▶ **Extrait à lire**:

§

Trois initiatives non-législatives sont prévues par la Commission européenne dans le cadre du programme de travail pour 2019.

La première, présentée en décembre 2018, consiste en un plan coordonné sur le développement de l'intelligence artificielle en Europe 1 ( * ) . Le document définit plusieurs priorités :

- maximiser les investissements par l'intermédiaire de partenariats. La Commission européenne souhaite qu'au moins 20 milliards d'euros d'investissements publics et privés soient consacrés à la recherche et l'innovation dans le domaine de l'intelligence artificielle d'ici à la fin de 2020, et plus de 20 milliards d'euros par an d'investissements publics et privés au cours de la décennie suivante. En complément des investissements nationaux, la Commission va investir 1,5 milliard d'euros d'ici à 2020, soit une augmentation de 70 % par rapport à la période 2014-2017. La Commission européenne envisage, en outre, au sein du prochain cadre financier pluriannuel 2021-2027, une enveloppe dédiée de 7 milliards d'euros au titre du programme Horizon Europe et du Programme pour une Europe numérique ;

- créer des espaces européens des données communs afin de permettre un partage des données transfrontières fluide, tout en veillant à ce que le règlement général sur la protection des données soit pleinement respecté ;

- favoriser le talent, les compétences et l'apprentissage tout au long de la vie en accordant un soutien aux diplômes avancés dans le domaine de l'intelligence artificielle au moyen, par exemple, de bourses d'études spécifiques ;

- développer une intelligence artificielle éthique et digne de confiance. Un groupe européen d'experts, composé de représentants des milieux universitaires, des entreprises et de la société civile, devrait présenter des lignes directrices à la Commission en mars 2019. L'ambition est, ensuite, de porter l'approche éthique de l'Europe sur la scène mondiale.

Votre commission des affaires européennes présentera dans les prochaines semaines un rapport complet sur cette question. Il apparaît, en tout état de cause, indispensable de progresser dans deux directions : promouvoir une approche éthique et investir massivement dans ce domaine en vue de créer de véritables champions européens. Votre commission des affaires européennes a ainsi récemment soutenu la volonté de la Commission européenne d'augmenter l'effort financier en faveur de la recherche et de l'innovation 2 ( * ) . Elle a jugé que le budget proposé par la Commission européenne ne devait pas être diminué lors des négociations à venir sur l'ensemble du cadre financier pluriannuel. Il s'agit de permettre à l'Union européenne de rester en pointe dans la compétition mondiale.

§

▶ **Entrées fournies**:
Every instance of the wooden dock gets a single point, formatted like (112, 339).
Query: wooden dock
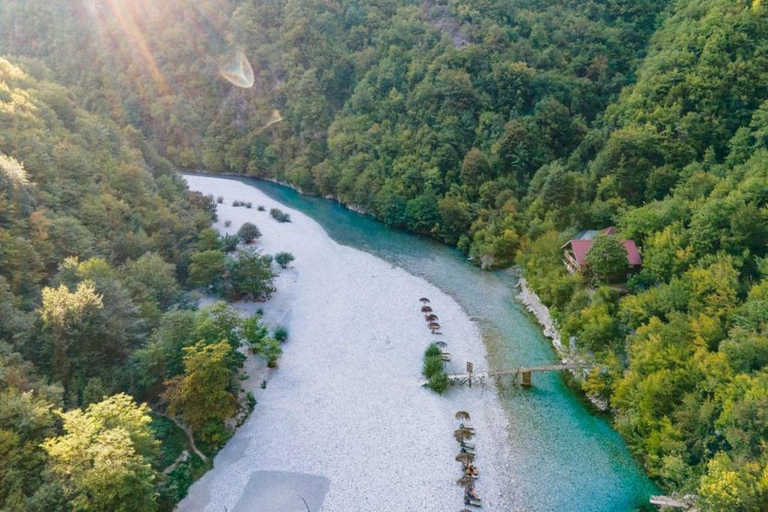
(667, 503)
(523, 372)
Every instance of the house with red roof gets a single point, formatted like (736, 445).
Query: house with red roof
(575, 251)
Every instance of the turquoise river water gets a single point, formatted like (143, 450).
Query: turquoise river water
(566, 458)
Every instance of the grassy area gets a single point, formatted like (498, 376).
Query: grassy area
(172, 439)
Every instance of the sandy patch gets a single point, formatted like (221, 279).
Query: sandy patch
(345, 402)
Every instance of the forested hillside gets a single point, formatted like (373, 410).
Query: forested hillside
(97, 235)
(500, 127)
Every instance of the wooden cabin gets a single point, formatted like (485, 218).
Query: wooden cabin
(575, 251)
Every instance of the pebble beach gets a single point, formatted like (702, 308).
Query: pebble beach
(343, 424)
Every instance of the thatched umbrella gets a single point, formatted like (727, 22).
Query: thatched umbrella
(462, 434)
(465, 458)
(462, 415)
(466, 482)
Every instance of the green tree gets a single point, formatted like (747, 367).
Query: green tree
(69, 316)
(250, 276)
(207, 268)
(202, 396)
(248, 233)
(607, 256)
(103, 461)
(284, 259)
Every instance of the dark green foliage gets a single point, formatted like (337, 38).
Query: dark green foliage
(248, 232)
(280, 334)
(437, 378)
(438, 382)
(432, 365)
(207, 269)
(250, 277)
(229, 243)
(501, 127)
(607, 257)
(433, 351)
(284, 259)
(279, 215)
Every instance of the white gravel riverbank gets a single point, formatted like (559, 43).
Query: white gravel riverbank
(344, 403)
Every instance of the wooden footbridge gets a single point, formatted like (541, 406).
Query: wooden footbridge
(522, 372)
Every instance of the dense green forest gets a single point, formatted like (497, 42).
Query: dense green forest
(501, 127)
(97, 236)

§

▶ **Travail demandé**:
a. Les affirmations suivantes concordent-elles avec l'extrait sur l'intelligence artificielle ? Répondez à chacune par oui ou par non, en citant les mots décisifs de l'extrait.
(i) La Commission européenne investira 1,5 milliard d'euros d'ici à 2020.
(ii) Le groupe européen d'experts doit remettre ses lignes directrices en décembre 2018.
(iii) La commission des affaires européennes accepte une diminution du budget proposé par la Commission européenne.
b. Pouvez-vous reprendre le passage de l'extrait sur l'intelligence artificielle qui commence par « - favoriser le » et va jusqu'à « la scène mondiale. », en renommant « groupe européen d'experts » en « comité européen d'experts » ?

▶ **Réponses numérotées**:
a.
(i) Oui : « la Commission va investir 1,5 milliard d'euros d'ici à 2020 ».
(ii) Non : « devrait présenter des lignes directrices à la Commission en mars 2019 ».
(iii) Non : « Elle a jugé que le budget proposé par la Commission européenne ne devait pas être diminué lors des négociations à venir ».

b.
- favoriser le talent, les compétences et l'apprentissage tout au long de la vie en accordant un soutien aux diplômes avancés dans le domaine de l'intelligence artificielle au moyen, par exemple, de bourses d'études spécifiques ;

- développer une intelligence artificielle éthique et digne de confiance. Un comité européen d'experts, composé de représentants des milieux universitaires, des entreprises et de la société civile, devrait présenter des lignes directrices à la Commission en mars 2019. L'ambition est, ensuite, de porter l'approche éthique de l'Europe sur la scène mondiale.